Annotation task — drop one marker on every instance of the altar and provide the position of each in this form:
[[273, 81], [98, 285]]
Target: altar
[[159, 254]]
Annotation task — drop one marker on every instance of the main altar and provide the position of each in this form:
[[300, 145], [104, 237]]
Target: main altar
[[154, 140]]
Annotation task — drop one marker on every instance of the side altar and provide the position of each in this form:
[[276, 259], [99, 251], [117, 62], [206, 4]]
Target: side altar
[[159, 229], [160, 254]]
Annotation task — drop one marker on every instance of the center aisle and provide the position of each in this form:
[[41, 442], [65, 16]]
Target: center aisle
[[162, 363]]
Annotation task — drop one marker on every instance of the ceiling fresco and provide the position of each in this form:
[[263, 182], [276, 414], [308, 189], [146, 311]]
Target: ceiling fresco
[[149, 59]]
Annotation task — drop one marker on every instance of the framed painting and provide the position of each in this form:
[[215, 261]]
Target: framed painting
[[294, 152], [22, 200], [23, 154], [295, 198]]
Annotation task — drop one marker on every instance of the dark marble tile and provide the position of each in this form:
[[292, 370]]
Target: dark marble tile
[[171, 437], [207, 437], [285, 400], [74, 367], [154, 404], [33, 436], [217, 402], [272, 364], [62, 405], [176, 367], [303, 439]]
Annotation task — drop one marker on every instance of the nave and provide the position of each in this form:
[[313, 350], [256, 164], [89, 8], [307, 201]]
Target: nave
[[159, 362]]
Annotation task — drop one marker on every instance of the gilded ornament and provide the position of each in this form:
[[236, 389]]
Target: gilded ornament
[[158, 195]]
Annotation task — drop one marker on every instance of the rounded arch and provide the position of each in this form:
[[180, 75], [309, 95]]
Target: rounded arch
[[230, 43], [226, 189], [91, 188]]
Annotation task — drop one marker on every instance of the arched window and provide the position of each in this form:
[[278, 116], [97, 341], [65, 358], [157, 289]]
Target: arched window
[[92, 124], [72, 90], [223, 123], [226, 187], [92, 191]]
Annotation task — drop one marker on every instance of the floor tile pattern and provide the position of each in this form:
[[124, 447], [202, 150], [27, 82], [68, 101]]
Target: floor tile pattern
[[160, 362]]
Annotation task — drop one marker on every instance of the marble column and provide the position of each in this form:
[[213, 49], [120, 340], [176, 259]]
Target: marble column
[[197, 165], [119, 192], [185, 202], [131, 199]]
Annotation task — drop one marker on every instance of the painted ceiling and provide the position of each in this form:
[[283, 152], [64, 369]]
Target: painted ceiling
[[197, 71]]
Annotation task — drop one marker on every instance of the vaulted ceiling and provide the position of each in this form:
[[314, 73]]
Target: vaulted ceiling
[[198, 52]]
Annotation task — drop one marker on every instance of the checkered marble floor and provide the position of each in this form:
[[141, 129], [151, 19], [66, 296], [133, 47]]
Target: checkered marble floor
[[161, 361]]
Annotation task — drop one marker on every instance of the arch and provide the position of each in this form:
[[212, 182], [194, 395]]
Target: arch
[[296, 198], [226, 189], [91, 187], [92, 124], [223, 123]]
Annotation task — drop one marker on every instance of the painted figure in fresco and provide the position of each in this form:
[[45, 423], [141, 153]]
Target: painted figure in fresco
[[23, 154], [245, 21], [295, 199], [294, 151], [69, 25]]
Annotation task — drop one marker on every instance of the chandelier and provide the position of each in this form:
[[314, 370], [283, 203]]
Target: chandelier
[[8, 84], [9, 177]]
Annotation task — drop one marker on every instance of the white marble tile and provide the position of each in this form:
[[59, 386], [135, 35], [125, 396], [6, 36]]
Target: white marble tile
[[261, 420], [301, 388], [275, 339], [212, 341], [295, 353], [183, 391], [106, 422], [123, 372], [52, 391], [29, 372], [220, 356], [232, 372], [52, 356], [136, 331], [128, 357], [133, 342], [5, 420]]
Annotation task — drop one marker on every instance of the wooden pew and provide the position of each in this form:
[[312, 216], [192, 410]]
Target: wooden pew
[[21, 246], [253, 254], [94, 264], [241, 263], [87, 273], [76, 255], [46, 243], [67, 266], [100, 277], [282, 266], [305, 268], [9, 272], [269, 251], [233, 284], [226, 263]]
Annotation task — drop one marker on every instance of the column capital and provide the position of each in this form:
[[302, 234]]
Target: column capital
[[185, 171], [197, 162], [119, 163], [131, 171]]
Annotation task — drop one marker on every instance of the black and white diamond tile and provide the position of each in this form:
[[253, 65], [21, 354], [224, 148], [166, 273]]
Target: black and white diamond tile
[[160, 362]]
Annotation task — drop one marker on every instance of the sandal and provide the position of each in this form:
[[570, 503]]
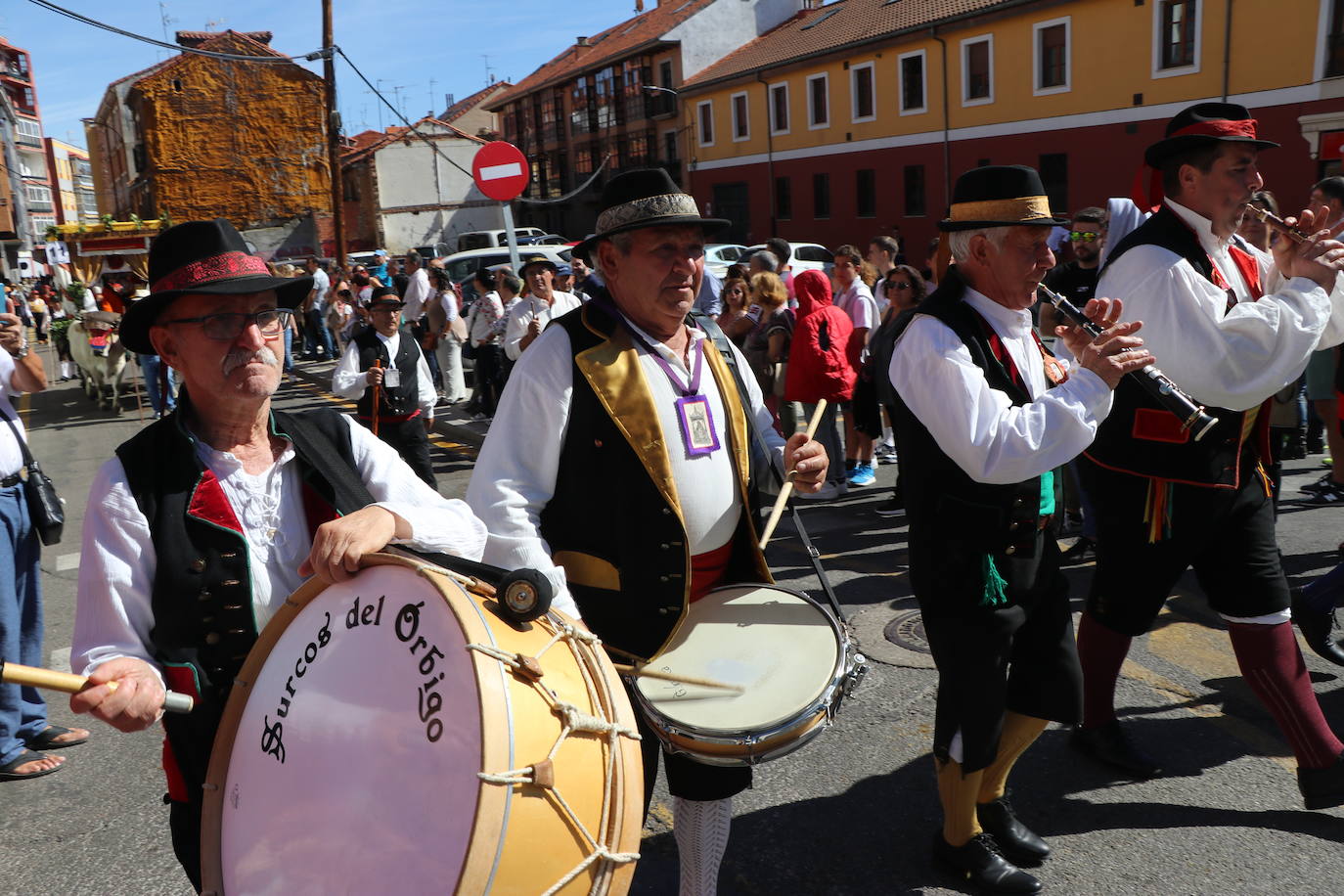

===============

Reproduce verbatim the range of lines that opens the records and closes with the line containing "[[215, 261]]". Omit everything after it.

### EXERCISE OUTPUT
Annotation task — drop one marker on every instance of the altar and provide the position of each in this form:
[[273, 81], [98, 285]]
Target: altar
[[159, 254]]
Annotation task — drop one marker on every instance of the main altar and provide the position of each in this form:
[[300, 145], [104, 237]]
Target: main altar
[[154, 140]]
Annotation task — drop one marker on every instance of the side altar and provide the position of each in this form:
[[276, 259], [99, 251], [117, 62], [206, 4]]
Target: side altar
[[159, 229], [160, 254]]
Annotation task — drop one marker on every instance of the center aisle and provide the position of each in this form:
[[41, 442], [65, 16]]
Target: center aisle
[[162, 363]]
Annotation task — drop one marker on every instance of the ceiling fresco and provide the position of each in this form:
[[263, 182], [276, 414], [308, 189], [146, 311]]
Target: ceiling fresco
[[149, 59]]
Annotation task — drop one marker on every instance of the framed painting and provide the position of each in this form:
[[215, 261]]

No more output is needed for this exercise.